(Coordinate annotation records)
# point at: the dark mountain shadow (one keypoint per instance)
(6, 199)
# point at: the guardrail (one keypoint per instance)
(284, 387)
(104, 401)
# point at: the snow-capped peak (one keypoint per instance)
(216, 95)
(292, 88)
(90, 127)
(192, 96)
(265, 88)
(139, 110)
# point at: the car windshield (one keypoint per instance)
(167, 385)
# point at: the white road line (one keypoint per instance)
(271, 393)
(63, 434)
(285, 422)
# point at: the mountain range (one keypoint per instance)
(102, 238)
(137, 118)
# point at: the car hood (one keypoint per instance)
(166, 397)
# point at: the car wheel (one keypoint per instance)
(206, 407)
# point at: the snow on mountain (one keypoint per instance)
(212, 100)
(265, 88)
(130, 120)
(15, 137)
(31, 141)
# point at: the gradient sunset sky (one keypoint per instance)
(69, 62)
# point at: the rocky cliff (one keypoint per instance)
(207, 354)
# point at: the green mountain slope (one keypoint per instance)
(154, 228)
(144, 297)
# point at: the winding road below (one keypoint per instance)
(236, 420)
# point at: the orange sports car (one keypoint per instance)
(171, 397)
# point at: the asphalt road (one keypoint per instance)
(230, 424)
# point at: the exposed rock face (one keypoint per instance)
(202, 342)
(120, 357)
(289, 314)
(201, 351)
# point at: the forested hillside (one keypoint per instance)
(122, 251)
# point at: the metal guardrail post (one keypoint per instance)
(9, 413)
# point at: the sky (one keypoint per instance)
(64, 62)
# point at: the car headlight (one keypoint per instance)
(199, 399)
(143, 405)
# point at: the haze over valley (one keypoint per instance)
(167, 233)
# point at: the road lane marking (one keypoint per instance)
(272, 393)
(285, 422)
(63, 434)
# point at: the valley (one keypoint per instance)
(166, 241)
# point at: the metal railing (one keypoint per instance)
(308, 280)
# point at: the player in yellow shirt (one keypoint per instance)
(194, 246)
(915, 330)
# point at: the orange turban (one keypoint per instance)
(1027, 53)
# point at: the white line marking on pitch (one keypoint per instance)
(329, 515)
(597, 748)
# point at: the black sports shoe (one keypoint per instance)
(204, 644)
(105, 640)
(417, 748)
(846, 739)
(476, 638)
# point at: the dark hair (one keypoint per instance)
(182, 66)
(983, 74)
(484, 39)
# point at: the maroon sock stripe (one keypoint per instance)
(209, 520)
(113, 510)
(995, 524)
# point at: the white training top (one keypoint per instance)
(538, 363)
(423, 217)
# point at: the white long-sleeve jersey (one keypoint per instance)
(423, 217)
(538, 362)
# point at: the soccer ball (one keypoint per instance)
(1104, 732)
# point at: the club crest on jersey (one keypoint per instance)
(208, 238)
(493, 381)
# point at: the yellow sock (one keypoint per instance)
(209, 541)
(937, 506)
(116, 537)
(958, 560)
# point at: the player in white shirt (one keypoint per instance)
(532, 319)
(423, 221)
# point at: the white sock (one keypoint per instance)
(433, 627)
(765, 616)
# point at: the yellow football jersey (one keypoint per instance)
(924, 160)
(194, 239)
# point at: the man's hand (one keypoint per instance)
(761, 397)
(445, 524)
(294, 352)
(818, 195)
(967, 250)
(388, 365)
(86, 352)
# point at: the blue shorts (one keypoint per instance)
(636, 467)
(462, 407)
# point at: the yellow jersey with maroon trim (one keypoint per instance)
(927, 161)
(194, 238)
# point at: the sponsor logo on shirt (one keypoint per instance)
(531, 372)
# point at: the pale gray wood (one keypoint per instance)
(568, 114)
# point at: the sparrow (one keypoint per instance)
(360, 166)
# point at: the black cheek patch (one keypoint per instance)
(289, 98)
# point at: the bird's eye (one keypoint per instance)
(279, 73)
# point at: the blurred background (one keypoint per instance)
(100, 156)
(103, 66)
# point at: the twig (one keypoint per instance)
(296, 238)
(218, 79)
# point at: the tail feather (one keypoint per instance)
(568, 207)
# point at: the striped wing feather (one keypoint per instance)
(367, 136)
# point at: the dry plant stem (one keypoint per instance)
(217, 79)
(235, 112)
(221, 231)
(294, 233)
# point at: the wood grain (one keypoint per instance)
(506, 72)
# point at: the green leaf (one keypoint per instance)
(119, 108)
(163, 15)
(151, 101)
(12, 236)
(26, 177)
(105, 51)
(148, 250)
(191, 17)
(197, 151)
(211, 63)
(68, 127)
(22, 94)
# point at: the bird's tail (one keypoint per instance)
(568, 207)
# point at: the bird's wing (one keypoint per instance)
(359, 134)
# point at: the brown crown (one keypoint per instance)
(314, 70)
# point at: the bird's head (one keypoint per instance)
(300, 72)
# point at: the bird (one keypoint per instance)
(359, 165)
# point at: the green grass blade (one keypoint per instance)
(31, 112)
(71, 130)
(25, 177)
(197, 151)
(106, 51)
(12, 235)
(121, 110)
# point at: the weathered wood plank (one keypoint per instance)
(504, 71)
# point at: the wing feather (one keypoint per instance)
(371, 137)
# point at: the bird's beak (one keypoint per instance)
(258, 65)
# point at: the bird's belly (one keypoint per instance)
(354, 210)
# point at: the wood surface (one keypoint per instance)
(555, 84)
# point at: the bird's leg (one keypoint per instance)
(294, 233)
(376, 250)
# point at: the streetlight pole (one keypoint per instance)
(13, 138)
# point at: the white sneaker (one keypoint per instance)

> _Task statement_
Reproduce each line verbatim.

> _Output below_
# point at: the dark mountain shadow (one keypoint per instance)
(6, 199)
# point at: the guardrail (one keypoint per instance)
(284, 387)
(104, 401)
# point at: the snow-capped peak (one keypoint per instance)
(216, 95)
(292, 88)
(90, 127)
(192, 96)
(265, 88)
(139, 110)
# point at: the car windshield (one keypoint per instance)
(167, 385)
# point at: the white road line (one keypoint per instance)
(271, 393)
(63, 434)
(285, 422)
# point at: the mountain range (one keypoint per instance)
(102, 238)
(137, 118)
# point at: the car hood (one keypoint per instance)
(166, 397)
# point at: the car wheel (one keypoint per instance)
(206, 407)
# point at: the snow on mountain (one keypoint per instance)
(212, 100)
(265, 88)
(130, 120)
(15, 137)
(31, 141)
# point at: the gradient sunset sky (one keypoint per instance)
(69, 62)
# point at: the rocky cliff (one keypoint per instance)
(207, 354)
# point at: the green mountain slope (one keypoint per instance)
(154, 228)
(144, 297)
# point at: the winding road below (one keypoint per instance)
(236, 420)
# point at: the orange sports car (one keypoint per instance)
(171, 397)
# point at: the asphalt road (one keypoint per instance)
(230, 424)
# point at: the exposed rock face (one keypoint per instance)
(202, 342)
(120, 357)
(289, 314)
(201, 351)
# point at: the forested hillside (one keypoint per instance)
(122, 251)
# point at: the metal guardrail post (one keypoint per instance)
(9, 413)
# point at: the sky (one keypoint per instance)
(64, 62)
# point at: the car headlight (one keypoint per instance)
(199, 399)
(143, 405)
# point at: the haze over valley (one keypoint per instance)
(167, 233)
# point at: the road lane marking (one keypoint per instance)
(272, 393)
(285, 422)
(63, 434)
# point at: the valley (one keypoint per instance)
(166, 241)
# point at: the metal railing (one keypoint per instance)
(308, 280)
# point at: the player in yellow shirt (one keypoint per instance)
(194, 246)
(915, 330)
# point at: the orange turban (one keypoint per instance)
(1027, 53)
# point at: the white line marking on pitch (one keypoint per instance)
(329, 515)
(597, 748)
# point at: the black sports shoe (one keypoint per instance)
(204, 644)
(105, 640)
(417, 748)
(846, 739)
(476, 638)
# point at: the dark hair (one keypoint per instance)
(182, 66)
(983, 74)
(484, 39)
# point at: the maroon sock stripe (one keypoint per instance)
(209, 520)
(113, 510)
(995, 524)
# point at: the white training top (one keypoint per instance)
(538, 363)
(423, 217)
# point at: the white long-sleeve jersey (one keypoint per instance)
(423, 217)
(538, 362)
# point at: the soccer ball (one keypoint per instance)
(1104, 732)
# point at: the club crest on jersey (one keypoint per instance)
(208, 238)
(493, 381)
# point at: the yellow sock (one keypoint per instance)
(209, 541)
(937, 506)
(116, 537)
(958, 560)
# point at: the player in white shirt (one keypoint per instance)
(532, 319)
(423, 221)
# point at: the white sock (one keypoint per instance)
(433, 627)
(765, 616)
# point at: the yellow football jersey (one keypoint per instance)
(924, 160)
(194, 239)
# point at: the man's hand (one keypoint per instance)
(761, 397)
(445, 524)
(294, 352)
(818, 195)
(967, 250)
(388, 365)
(86, 352)
# point at: the blue shorts (one keypoint per instance)
(636, 467)
(462, 407)
# point at: the yellow jersey with maroon trim (one keypoint per instance)
(927, 161)
(194, 238)
# point at: the sponsor logo on shirt (one keypoint per instance)
(531, 372)
# point at: the pale gray wood (one keypoint per instance)
(568, 114)
# point at: the sparrow (one keypoint per instance)
(360, 166)
# point at: the black cheek patch (one keypoint per instance)
(289, 98)
# point at: the bird's eye (one keypoint per instance)
(279, 73)
# point at: the blurred background (one keypoint per instance)
(100, 156)
(103, 66)
# point at: the twig (one keypoint per instance)
(296, 238)
(218, 79)
# point at: the tail feather (one keypoint per instance)
(568, 207)
# point at: the striped wing feather (one keypoint per instance)
(367, 136)
# point at: the dry plant stem (one keypoint per instance)
(217, 79)
(235, 112)
(221, 231)
(294, 233)
# point at: the wood grain (one keypoint per instance)
(506, 72)
# point at: the green leaf (one keypoint per instance)
(119, 108)
(163, 15)
(151, 101)
(12, 236)
(26, 177)
(105, 51)
(148, 250)
(191, 17)
(197, 151)
(211, 63)
(68, 127)
(22, 94)
# point at: the bird's tail (one keypoint per instance)
(568, 207)
# point at: the bird's wing (one keypoint per instance)
(359, 134)
# point at: the brown crown (one keypoint per instance)
(314, 70)
# point at: the bird's head (one keypoint per instance)
(300, 72)
# point at: the bird (one keypoint per instance)
(359, 165)
# point at: the green grass blade (one keypoint per instance)
(31, 112)
(71, 130)
(25, 177)
(197, 151)
(106, 51)
(12, 235)
(121, 110)
# point at: the weathered wood plank (one keypoint per instance)
(504, 71)
# point at: the wing feather (one keypoint per instance)
(371, 137)
# point at: the bird's beak (one keypoint per instance)
(258, 65)
# point at: the bird's belly (one keypoint per instance)
(354, 210)
# point at: the wood surface (one keypoint per instance)
(555, 84)
# point at: the bird's leg (one keypoint per instance)
(294, 233)
(376, 250)
# point at: the streetlight pole (one keypoint per instance)
(13, 138)
# point at: the white sneaker (one keypoint per instance)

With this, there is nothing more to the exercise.